-- Begin DOCUMENT EXCERPT --

On June 6, 1945, FBI agents arrested six people, including Jaffe and Service, and seized hundreds of top secret documents, many concerning military matters. An open-and-shut espionage case, it would seem.

An open and quickly shut-down case is more like it. What followed was cover-up, perjury and grand-jury rigging by, among others, high-ranking Washington officials. Some were eager to prevent a national security scandal from engulfing the Truman White House. Others were acting to shield a far wider Communist-led conspiracy mounted by confederates inside the State Department, Treasury, White House and elsewhere in the US government, working not merely to filch secret documents but to ensure, through influence and subversion, the Communist takeover of China. These powerful forces of suppression proved overwhelming. The Amerasia case was scuttled, the scandal was buried, and, within a few years, China was Red.

Five years later, McCarthy’s laser-beam focus on the still-festering case would be instrumental in follow-up investigations launched by both the Senate and the FBI. These massive probes yielded, as Evans notes, some 5,000 pages of Senate hearings, plus 1,000 pages of exhibits and, from the FBI, 24,000 pages of now-declassified records.

They reveal the workings of a vast, complex influence operation, Evans writes, that “assiduously worked to guide official and public thinking, and hence the course of U.S. policy,” in this case regarding the Far East. Other such intricate influence operations, of course, targeted the West. And who was doing this dirty work of Communist-directed subversion from within? Many officials and public figures highlighted by Joseph McCarthy (among others), who, we have since learned from US and Soviet archives, were secret agents and fellow-traveling supporters of Stalin.

McCarthy, as Evans has pointed out, threatened to blow the lid off the official cover-ups and other acts of treason. Thus, he had to be isolated, demonized and destroyed, and so he was. History would be written by the isolators, the demonizers and the destroyers, and repeated by rote for the next half century.

Then along came the declassification of FBI records and releases of intelligence documents, and scholars such as M. Stanton Evans to sift through them. But the far-reaching implications of such research – that anti-Communist “witch-hunters” were right all along – have done shockingly little to change the way Americans regard their history. Such hidebound attitudes extend also to American conservatives, who, it would seem, are the modern-day heirs of the anti-Communist legacy. What Evans calls “court history” is that deeply entrenched as national lore.

-- End DOCUMENT EXCERPT --

• [PROBLEMS]
[1] In the excerpt on the Amerasia case, reproduce the passage that begins with "Five years later, McCarthy’s" and ends with "of now-declassified records.", substituting "Congress" for every instance of "Senate".
[2] According to the excerpt on the Amerasia case, how many pages of now-declassified records did the FBI probe yield?

-- Begin RECORDED DATA --

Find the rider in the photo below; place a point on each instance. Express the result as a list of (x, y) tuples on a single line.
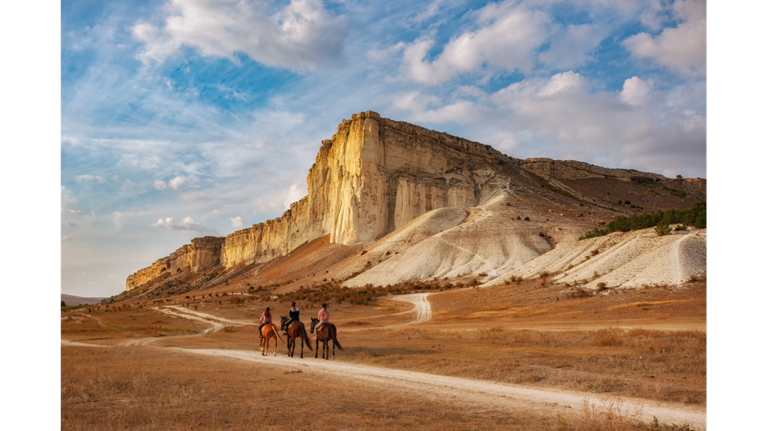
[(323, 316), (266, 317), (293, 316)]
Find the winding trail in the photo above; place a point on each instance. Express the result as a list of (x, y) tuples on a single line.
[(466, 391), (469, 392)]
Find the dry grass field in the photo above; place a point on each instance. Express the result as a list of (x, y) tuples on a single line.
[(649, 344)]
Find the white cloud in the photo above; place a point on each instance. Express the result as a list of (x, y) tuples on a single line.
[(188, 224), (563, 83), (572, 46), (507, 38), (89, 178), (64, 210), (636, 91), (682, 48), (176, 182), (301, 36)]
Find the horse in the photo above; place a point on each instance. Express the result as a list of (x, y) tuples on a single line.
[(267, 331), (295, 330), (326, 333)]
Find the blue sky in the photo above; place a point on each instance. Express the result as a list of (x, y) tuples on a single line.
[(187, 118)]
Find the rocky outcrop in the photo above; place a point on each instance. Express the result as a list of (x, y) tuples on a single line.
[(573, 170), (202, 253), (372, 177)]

-- End RECORDED DATA --
-- Begin RECORDED DATA --

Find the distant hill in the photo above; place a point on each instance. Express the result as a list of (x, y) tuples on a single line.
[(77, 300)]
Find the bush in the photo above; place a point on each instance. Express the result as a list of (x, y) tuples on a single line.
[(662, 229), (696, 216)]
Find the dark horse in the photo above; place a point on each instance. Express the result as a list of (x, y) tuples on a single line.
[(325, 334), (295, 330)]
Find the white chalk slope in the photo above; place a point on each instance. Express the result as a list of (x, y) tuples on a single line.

-- End RECORDED DATA --

• [ANSWERS PROVIDED]
[1]
Five years later, McCarthy’s laser-beam focus on the still-festering case would be instrumental in follow-up investigations launched by both the Congress and the FBI. These massive probes yielded, as Evans notes, some 5,000 pages of Congress hearings, plus 1,000 pages of exhibits and, from the FBI, 24,000 pages of now-declassified records.

[2] 24,000 pages